→ Your goal
In the records below, find the line containing "Where can you see the cloudy" and transcribe it and every line after it exactly; leave the pictures out.

Image-grounded pointing data:

# # # # #

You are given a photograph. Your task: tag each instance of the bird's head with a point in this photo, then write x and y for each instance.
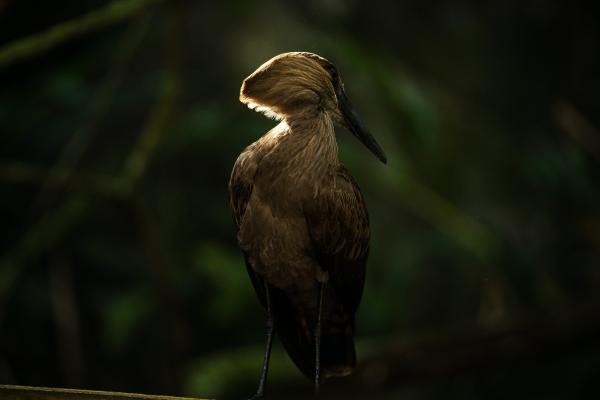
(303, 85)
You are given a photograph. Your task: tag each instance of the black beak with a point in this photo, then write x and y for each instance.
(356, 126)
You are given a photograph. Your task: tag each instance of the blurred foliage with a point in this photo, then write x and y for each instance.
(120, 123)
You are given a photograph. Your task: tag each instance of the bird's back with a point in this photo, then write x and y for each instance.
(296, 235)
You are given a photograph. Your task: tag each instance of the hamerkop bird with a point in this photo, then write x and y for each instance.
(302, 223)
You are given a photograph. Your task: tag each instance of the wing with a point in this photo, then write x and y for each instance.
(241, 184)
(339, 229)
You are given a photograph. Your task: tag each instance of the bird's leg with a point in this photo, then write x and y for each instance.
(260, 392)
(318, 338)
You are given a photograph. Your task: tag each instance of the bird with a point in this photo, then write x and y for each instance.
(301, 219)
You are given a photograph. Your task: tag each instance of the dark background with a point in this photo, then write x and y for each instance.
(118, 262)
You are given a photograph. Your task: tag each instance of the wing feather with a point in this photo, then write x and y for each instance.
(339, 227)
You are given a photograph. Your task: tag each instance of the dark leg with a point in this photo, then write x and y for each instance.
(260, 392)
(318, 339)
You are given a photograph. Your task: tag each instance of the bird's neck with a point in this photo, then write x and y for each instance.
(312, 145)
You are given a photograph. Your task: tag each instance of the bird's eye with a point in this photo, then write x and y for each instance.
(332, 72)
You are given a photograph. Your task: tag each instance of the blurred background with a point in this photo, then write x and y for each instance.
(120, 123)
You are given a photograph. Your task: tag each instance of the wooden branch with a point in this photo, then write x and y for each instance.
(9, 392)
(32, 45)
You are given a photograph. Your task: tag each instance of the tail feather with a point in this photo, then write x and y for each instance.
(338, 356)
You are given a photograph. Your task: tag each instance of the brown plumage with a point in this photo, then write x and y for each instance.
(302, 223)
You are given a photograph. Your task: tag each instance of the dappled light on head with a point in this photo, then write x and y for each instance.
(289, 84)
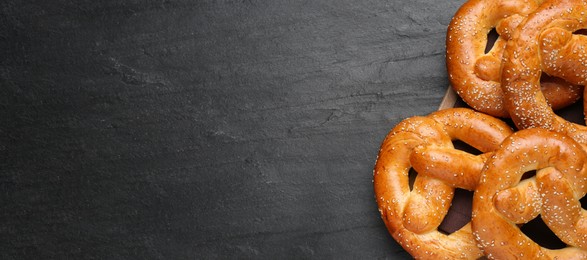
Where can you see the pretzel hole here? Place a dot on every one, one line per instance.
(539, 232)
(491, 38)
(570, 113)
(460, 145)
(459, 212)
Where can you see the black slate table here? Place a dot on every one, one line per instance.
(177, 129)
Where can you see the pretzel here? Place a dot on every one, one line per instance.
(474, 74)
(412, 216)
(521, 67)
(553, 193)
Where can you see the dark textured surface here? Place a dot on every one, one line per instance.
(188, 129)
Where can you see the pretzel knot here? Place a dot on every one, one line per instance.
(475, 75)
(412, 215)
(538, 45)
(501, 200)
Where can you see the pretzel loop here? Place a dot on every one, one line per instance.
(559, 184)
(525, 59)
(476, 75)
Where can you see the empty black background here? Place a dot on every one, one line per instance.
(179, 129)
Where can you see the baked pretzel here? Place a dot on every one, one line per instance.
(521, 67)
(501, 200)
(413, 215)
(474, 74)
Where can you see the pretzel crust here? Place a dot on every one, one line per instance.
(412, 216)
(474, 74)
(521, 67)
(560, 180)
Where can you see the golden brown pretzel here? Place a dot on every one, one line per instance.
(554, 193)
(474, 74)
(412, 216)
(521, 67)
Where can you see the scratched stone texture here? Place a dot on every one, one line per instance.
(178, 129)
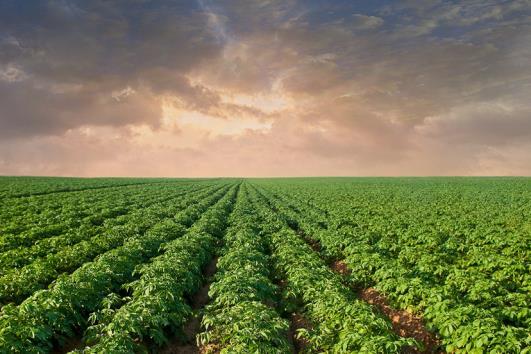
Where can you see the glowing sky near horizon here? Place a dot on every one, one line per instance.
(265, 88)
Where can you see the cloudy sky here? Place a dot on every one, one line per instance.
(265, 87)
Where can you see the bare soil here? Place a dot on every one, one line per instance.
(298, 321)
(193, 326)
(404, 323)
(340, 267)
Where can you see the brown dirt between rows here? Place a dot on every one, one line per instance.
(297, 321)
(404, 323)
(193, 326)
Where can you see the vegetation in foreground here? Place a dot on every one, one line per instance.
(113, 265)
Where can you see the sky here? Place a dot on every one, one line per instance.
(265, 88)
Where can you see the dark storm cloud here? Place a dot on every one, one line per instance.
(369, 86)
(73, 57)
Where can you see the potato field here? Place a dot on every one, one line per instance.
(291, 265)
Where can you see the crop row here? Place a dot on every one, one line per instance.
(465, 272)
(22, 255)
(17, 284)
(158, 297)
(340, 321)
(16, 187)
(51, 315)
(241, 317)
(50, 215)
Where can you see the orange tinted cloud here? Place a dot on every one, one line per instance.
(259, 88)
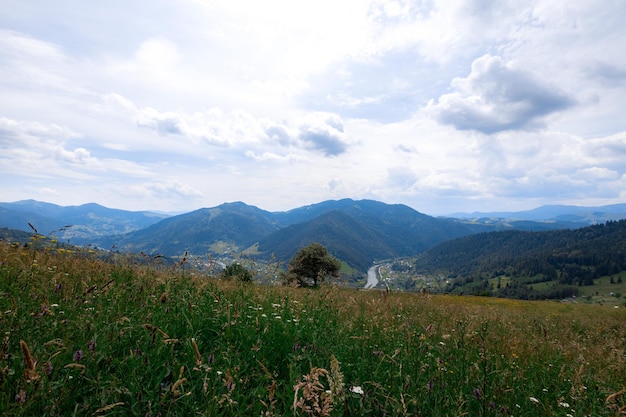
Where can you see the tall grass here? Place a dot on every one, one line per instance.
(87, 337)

# # # # #

→ Final answer
Where can you see the cloudy sky here? Place a dot on every one, one line per instance.
(265, 87)
Where can you see the bare soil here? Place a dot on every one, one line per instance.
(298, 321)
(193, 326)
(404, 323)
(340, 267)
Where can you see the brown dirt between rows here? Place a dot on every one, one line per instance.
(297, 321)
(404, 323)
(193, 326)
Where can you see the vegetation in foreground here? Place a dot on every one, one line per instance.
(113, 265)
Where can you see the sky here? Place a dot on every one, one line per instance.
(265, 88)
Where can you see the dark storm cloud here? Place a dot on every one, one line per instance.
(369, 86)
(73, 57)
Where can you see the potato field here? Place a dot on every one, one line per instance.
(291, 265)
Where can you see the crop row here? Place a dot on every one, one line per instance.
(465, 272)
(22, 255)
(17, 284)
(158, 297)
(340, 321)
(16, 187)
(51, 315)
(241, 317)
(50, 215)
Where can you see the orange tinted cloud here? Place a dot on every one, one line per instance.
(259, 88)
Where can you see the tall grass here? Place a dot on every one, one line per instance.
(87, 337)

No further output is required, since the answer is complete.